(Detection listing)

====

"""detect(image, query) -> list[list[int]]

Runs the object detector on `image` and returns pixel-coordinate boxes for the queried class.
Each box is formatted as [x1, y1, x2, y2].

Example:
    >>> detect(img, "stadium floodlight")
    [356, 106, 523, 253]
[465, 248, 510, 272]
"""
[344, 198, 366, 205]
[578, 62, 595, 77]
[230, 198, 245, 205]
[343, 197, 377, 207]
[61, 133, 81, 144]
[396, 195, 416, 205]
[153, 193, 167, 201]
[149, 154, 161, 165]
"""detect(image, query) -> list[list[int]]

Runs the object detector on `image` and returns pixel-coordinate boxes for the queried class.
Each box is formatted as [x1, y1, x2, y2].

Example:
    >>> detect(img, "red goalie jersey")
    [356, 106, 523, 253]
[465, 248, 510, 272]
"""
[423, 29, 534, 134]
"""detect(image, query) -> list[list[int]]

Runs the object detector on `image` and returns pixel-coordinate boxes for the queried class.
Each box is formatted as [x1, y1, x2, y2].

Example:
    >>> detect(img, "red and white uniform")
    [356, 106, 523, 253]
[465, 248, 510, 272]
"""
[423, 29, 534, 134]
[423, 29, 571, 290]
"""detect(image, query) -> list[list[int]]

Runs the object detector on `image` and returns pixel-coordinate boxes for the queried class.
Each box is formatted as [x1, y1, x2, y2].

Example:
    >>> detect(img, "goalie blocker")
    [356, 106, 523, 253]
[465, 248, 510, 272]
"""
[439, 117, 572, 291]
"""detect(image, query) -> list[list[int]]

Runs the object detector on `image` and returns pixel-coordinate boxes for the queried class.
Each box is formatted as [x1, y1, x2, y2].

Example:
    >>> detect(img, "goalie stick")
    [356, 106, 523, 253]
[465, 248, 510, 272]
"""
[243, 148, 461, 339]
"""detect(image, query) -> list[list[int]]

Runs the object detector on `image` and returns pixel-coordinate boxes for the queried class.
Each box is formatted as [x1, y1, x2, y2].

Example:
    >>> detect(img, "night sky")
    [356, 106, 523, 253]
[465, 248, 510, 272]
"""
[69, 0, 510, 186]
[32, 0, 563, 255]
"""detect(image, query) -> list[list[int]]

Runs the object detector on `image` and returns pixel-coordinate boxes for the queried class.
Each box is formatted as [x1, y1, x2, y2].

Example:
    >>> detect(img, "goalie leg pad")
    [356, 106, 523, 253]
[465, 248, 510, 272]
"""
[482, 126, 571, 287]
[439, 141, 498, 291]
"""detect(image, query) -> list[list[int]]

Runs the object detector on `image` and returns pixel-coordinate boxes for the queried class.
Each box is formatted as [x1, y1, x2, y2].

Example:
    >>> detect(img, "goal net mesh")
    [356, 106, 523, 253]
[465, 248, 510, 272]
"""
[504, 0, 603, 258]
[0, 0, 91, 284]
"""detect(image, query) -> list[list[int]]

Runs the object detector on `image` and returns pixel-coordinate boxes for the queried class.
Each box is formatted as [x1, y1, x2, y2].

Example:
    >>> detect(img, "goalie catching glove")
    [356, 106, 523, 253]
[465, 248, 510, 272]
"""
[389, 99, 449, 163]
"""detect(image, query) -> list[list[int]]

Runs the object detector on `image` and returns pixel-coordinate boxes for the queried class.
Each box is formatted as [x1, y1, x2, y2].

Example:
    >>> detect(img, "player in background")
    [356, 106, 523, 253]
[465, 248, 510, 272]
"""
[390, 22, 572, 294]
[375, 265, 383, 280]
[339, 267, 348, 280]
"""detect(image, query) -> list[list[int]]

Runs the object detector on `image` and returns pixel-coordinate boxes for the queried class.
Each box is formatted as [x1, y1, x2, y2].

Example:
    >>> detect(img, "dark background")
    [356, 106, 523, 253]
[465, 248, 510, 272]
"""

====

List every line of the listing above that contains the string "background", treating uppercase and lowercase as distinct.

Worked solution:
    >>> detect(img, "player in background")
    >>> detect(img, "dark background")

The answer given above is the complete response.